→ **Task**
Extend the forum thread below about whether to tell a boss in advance of a planned resignation, picking up after its final post.
##### Supplied text #####
Post # 1
So…by now most of you have heard (or maybe not) that My Fiance planned my Destination Wedding to Jamaica as a surprise for me b/c I planned our first attempt and he was diagnosed with stomach cancer and we cancelled those plans…if you hadn’t heard…there you go.
So here is my etiquette issue. Should I tell my boss that I am planning on resigning in January??
Here’s the thing…I let him know that I was getting married the first time and he pretty much admitted that my raise for last year was less than what it would have been had I not been planning on resigning/getting married. So…when Fiance was diagnosed with cancer and we cancelled the wedding, I was pretty much working for less than I should have been.
So this time I don’t plan on saying anything until AFTER I am married….just in case something happens. Not that I think anything will, I am just overly cautious like that. Once bitten…and all that jazz.
So…am I wrong? Should I tell him in advance so that he can start grooming my replacement? I just got a promotion a couple of months ago and it seems like every week since he has been asking about my and FIs plans….are you leaving? you can’t leave. When are you getting married? You aren’t getting married over the holidays are you? On and on and on until I want to flip out and say stay the hockey pookey out of my ding dang personal business!!
Post # 3
I’m a little confused why getting married = resigning? Are you moving or something?
##### Source data #####
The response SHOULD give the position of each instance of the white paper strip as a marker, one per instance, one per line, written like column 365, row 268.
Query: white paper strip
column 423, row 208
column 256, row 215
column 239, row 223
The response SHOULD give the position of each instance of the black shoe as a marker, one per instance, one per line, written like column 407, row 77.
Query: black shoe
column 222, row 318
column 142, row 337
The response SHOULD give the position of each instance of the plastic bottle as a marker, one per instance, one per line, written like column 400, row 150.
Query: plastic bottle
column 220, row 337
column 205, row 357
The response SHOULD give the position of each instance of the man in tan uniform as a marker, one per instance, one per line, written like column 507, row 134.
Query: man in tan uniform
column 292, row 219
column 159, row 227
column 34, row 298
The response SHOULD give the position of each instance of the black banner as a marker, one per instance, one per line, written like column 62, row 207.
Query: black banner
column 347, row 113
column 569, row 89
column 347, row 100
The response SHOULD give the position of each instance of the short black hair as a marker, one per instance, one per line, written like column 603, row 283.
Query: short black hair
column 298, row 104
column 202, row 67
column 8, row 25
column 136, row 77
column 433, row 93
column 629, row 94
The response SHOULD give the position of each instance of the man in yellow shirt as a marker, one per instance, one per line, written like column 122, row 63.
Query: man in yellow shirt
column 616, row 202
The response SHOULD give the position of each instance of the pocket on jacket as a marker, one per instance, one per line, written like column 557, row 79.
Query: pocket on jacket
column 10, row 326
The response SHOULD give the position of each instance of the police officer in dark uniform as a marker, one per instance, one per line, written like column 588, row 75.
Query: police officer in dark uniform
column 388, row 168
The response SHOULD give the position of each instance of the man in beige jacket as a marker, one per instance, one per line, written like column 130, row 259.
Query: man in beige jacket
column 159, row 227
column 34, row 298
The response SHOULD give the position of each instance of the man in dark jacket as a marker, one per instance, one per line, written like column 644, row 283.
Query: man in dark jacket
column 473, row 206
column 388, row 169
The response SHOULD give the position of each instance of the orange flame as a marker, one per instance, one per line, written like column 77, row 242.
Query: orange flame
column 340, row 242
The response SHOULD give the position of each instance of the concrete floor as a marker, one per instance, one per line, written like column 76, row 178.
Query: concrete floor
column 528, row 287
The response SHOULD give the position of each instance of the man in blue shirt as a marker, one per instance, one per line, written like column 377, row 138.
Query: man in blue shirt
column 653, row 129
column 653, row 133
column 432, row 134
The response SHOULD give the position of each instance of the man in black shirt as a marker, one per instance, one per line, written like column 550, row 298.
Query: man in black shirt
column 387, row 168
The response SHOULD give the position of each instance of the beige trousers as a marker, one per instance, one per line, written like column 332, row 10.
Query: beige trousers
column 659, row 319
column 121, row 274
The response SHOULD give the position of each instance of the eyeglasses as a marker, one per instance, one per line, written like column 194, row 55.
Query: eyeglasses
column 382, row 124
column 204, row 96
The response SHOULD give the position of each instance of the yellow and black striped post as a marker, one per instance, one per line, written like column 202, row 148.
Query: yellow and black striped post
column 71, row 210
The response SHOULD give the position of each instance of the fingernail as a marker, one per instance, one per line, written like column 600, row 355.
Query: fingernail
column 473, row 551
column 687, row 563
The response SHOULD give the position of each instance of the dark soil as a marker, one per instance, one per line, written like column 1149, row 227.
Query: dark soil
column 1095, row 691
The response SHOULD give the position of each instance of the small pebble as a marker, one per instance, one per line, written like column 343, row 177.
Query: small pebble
#####
→ **Result of this exercise**
Post # 4
I hope that doesn’t sound rude, I’m just curious 🙂
I’m thinking you should let him know so he can find your replacement… but on the other hand, you only really need to give 2 weeks notice, so you could hold off!
Post # 5
I’d say give him more than 2 weeks notice, but don’t tell him yet. It in incredibly unprofessional, IMO, that he treated you differently in the first place because you tried to help him out by giving him advance notice about your impending resignation.
At the same time, this guy will be giving recommendations for you when you need them, so keep on his good side. When you do come clean, I’d be honest with him – “It was very difficult for me to choose to tell you early that I will be leaving to get married, because I felt that your treatment of me [not giving me the raise I deserved] when I thought I was getting married last year was unfair and unprofessional.”
Post # 6
No…not rude at all. My Fiance currently lives in Charleston, SC…I live in Charlotte, NC. Since he has the bigger house and the higher paying job(s) AND his family is 30 minutes from him, we decided that it would make more sense if my daughter and I moved…especially since we have NO family in Charlotte and a lot of my friends have relocated to other cities/states. My family is from SC as well so it was a pretty easy decision to make.
Post # 7
@jamaica – ohhhh ok 🙂 that makes sense now!
Post # 8
Give your two weeks, for someone who DISCRIMINATED against you when it came to pay, he deserves no more than that.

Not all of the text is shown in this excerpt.